[Exercise details] Write out exactly, please, the lines from the one containing "Objective — a point for each instance of the pale" to the end of the material.

[Records of labeled points]
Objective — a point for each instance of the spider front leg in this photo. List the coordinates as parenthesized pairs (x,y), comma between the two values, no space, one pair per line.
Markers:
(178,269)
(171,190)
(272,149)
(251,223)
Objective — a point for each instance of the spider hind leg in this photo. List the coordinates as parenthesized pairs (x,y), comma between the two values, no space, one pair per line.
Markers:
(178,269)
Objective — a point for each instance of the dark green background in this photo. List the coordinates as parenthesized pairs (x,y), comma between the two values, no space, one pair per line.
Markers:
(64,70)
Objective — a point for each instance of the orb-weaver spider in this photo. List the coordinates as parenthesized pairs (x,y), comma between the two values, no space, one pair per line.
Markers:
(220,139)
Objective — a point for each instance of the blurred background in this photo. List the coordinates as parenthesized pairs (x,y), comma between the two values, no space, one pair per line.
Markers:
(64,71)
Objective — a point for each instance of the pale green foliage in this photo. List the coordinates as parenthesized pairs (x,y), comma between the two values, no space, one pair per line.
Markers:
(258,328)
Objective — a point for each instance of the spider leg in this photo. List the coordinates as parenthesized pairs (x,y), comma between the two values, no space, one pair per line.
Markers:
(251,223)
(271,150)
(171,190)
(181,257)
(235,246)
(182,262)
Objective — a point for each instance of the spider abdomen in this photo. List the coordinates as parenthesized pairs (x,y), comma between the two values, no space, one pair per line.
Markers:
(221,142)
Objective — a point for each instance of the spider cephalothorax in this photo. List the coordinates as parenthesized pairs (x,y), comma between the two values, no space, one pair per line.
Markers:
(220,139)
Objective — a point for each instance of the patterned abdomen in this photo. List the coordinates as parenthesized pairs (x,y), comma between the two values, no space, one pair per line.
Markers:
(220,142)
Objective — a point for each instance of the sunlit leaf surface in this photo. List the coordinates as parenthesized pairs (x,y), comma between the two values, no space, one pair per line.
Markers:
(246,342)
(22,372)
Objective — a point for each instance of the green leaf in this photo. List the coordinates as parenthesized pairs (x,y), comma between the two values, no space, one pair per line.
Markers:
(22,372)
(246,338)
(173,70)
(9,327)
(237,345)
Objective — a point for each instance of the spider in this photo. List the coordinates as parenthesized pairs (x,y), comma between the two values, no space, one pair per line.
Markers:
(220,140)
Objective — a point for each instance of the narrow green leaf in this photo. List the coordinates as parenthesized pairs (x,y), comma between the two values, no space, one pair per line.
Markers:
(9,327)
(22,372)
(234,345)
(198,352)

[Task solution]
Objective — a point for each instance of the pale green foliage in this photo. List the coordinates as parenthesized pairs (x,y), comma between the two values, no space, one pair per line.
Markers:
(258,328)
Objective — a point for each instance of the spider leg in this photo. List the coordinates as parenthesized pairs (x,y), comma between the two values, no space, one pair per line.
Markers:
(251,223)
(271,150)
(171,190)
(181,257)
(235,246)
(182,262)
Objective — a point for each instance of the spider abdomen in this photo. List the coordinates as parenthesized pairs (x,y), comma between the two values, no space, one pair per line.
Markers:
(221,142)
Objective — a point for each instance of the spider cephalothorax in this photo. List the coordinates as parenthesized pairs (x,y), comma between the two values, no space, one pair per line.
Markers:
(220,139)
Objective — a point for each instance of the patterned abdomen in this photo. List the coordinates as parenthesized pairs (x,y), comma between the two values, no space, one pair per line.
Markers:
(220,142)
Objective — a point for each instance of the sunlit leaf surface in this photo. List the coordinates as parenthesized pairs (x,y), comma between the two values, no space, one pair per line.
Markers:
(246,342)
(22,372)
Objective — a point for each instance of the green leaf in this photo. List the coordinates as parenthesized pairs (x,y), comma between the two values, no space, one pair per line.
Markers:
(22,372)
(246,338)
(173,70)
(9,327)
(237,345)
Objective — a point for each instance of the spider in this photo. List the coordinates as parenthesized pairs (x,y), comma between the two values, no space, one pair per line.
Markers:
(220,140)
Objective — a point for each instance of the narrow green leaf in this photo. List the coordinates as parenthesized pairs (x,y), comma between the two values, no space, one pair per line.
Markers:
(9,327)
(22,372)
(234,345)
(198,352)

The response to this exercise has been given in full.